* WHAT THE EXERCISE ASKS *
Give as output the line that contains "Point out the metal", followed by every remaining line of the entries, unchanged and with nothing added.

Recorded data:
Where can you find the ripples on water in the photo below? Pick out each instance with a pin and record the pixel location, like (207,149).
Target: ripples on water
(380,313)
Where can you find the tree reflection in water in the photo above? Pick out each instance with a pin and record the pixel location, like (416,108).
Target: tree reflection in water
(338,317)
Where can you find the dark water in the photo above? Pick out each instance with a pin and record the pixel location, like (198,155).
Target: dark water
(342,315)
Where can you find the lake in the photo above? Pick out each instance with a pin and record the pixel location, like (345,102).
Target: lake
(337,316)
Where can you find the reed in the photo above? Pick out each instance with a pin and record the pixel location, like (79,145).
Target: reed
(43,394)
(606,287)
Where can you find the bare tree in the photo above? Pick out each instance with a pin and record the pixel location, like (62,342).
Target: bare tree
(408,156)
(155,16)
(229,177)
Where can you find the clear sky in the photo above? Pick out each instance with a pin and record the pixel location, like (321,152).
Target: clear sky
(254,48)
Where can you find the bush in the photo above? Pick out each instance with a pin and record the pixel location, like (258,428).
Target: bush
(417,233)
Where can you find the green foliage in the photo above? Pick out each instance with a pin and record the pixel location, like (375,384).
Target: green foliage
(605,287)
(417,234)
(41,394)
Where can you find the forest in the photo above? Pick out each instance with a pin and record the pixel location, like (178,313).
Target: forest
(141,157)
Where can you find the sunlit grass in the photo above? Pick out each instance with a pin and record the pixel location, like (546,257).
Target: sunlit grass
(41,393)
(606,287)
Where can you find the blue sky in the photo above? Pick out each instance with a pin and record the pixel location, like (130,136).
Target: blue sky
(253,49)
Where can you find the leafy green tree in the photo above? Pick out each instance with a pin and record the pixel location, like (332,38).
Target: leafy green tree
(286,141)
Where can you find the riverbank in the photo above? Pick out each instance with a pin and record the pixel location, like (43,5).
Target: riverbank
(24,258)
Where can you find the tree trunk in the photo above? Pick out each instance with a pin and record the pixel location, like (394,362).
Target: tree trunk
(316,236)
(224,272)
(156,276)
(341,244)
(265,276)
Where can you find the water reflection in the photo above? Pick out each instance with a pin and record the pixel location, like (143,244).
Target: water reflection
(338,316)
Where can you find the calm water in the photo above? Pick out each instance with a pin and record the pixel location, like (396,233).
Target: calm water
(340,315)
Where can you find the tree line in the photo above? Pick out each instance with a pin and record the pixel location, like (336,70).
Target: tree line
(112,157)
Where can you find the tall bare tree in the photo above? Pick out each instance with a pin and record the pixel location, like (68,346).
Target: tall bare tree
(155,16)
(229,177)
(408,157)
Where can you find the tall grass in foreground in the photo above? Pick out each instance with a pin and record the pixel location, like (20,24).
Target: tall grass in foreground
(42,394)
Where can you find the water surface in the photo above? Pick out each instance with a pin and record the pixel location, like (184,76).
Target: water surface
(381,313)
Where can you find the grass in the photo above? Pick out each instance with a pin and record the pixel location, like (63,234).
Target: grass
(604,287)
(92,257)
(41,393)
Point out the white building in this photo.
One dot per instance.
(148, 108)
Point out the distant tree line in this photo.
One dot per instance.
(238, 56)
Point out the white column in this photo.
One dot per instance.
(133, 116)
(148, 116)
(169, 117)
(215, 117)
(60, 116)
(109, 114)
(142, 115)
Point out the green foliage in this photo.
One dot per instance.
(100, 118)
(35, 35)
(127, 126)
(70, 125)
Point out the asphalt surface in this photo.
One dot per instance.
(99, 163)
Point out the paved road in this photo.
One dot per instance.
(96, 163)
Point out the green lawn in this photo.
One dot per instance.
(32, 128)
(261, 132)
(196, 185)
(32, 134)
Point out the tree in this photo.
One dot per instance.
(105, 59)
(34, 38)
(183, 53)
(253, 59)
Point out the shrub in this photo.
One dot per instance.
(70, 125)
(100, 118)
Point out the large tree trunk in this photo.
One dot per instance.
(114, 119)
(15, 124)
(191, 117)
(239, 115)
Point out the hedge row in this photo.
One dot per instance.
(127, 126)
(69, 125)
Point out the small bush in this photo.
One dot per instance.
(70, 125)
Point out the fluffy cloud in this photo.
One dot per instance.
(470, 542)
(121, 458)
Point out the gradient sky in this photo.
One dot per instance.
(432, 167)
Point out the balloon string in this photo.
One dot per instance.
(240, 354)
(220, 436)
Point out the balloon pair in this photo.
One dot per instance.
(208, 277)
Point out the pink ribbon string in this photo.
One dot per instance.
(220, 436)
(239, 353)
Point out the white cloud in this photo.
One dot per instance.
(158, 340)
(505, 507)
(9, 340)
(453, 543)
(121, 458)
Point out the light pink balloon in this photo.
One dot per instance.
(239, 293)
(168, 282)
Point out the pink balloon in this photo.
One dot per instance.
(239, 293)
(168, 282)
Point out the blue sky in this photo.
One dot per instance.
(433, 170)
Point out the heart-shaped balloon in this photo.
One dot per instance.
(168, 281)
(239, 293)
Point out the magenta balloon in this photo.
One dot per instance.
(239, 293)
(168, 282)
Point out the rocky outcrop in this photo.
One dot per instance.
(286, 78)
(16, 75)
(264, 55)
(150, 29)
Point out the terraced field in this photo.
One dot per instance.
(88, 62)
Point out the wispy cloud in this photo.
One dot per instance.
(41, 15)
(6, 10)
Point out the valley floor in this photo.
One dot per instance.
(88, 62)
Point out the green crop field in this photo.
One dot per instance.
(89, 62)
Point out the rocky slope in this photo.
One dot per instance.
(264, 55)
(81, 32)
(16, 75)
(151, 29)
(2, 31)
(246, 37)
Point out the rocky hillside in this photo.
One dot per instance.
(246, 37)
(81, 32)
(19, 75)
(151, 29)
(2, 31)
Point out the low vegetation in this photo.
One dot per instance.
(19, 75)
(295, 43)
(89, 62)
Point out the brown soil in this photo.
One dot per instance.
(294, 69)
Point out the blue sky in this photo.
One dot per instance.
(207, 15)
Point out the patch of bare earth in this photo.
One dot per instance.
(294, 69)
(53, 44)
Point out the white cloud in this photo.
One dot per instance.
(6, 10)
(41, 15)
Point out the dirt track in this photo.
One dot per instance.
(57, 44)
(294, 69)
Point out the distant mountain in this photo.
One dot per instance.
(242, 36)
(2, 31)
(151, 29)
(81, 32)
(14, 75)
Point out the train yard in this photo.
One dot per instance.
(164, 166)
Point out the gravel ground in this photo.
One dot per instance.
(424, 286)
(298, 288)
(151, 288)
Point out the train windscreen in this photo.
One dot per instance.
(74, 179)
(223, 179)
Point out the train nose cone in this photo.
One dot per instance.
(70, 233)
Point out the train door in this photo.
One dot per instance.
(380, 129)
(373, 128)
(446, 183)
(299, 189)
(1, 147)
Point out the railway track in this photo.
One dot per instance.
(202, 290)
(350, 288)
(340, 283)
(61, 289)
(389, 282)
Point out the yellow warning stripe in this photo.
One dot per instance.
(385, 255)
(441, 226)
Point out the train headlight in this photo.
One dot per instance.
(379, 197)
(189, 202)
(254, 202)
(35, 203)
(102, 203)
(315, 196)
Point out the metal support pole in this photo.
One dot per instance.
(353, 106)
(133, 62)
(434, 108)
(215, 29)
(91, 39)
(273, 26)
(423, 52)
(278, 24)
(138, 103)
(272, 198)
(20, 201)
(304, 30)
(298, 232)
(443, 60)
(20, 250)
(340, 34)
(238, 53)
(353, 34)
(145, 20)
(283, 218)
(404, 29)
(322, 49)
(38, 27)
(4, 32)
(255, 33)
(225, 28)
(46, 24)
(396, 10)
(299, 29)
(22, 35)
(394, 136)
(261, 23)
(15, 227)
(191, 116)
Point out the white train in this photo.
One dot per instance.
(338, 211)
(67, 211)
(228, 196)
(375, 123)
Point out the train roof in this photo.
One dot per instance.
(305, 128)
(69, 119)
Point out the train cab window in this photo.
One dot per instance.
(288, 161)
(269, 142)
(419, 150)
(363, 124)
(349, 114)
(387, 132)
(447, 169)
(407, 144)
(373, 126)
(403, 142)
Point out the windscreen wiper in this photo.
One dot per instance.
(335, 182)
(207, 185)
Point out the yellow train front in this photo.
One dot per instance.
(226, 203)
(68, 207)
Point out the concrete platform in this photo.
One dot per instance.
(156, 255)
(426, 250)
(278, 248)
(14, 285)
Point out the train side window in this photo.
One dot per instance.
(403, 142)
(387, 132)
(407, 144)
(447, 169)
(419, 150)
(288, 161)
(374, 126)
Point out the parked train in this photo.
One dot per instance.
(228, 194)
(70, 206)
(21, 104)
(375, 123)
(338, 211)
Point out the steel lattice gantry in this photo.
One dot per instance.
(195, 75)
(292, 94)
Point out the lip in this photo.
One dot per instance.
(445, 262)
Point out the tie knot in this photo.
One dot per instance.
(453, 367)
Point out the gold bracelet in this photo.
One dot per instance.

* SOLUTION TO THE EXERCISE *
Point out the metal support pole in this photo.
One dot per instance.
(353, 106)
(133, 62)
(434, 108)
(215, 29)
(91, 39)
(273, 26)
(423, 52)
(278, 24)
(138, 103)
(272, 198)
(20, 201)
(304, 30)
(298, 232)
(443, 60)
(20, 250)
(340, 34)
(238, 53)
(353, 34)
(145, 20)
(283, 218)
(404, 29)
(322, 49)
(38, 27)
(4, 32)
(255, 33)
(225, 28)
(46, 24)
(396, 10)
(299, 29)
(22, 35)
(394, 136)
(261, 23)
(15, 227)
(191, 116)
Point out the white train in this photo.
One dot per instance.
(338, 211)
(67, 211)
(228, 196)
(375, 123)
Point out the train roof in this photo.
One dot per instance.
(305, 128)
(69, 119)
Point out the train cab window in this photo.
One dot per instance.
(288, 161)
(269, 142)
(419, 150)
(363, 124)
(349, 114)
(387, 132)
(447, 169)
(407, 144)
(373, 126)
(403, 142)
Point out the windscreen wiper in this photo.
One dot per instance.
(335, 182)
(207, 185)
Point out the yellow train front in this photo.
One dot per instance.
(226, 203)
(68, 207)
Point out the concrete platform in this photo.
One dot per instance.
(156, 255)
(426, 250)
(278, 248)
(14, 285)
Point out the train side window in this photo.
One dot per instance.
(403, 142)
(387, 132)
(407, 144)
(447, 169)
(419, 150)
(288, 161)
(374, 126)
Point out the parked train in this photo.
One dot per instance.
(228, 194)
(70, 206)
(21, 104)
(375, 123)
(338, 211)
Point out the steel lattice gantry in this photo.
One dot per instance.
(195, 75)
(292, 94)
Point out the lip in this photo.
One dot per instance.
(445, 262)
Point out the tie knot in this photo.
One dot per instance.
(453, 367)
Point out the gold bracelet in this photo.
One dot per instance.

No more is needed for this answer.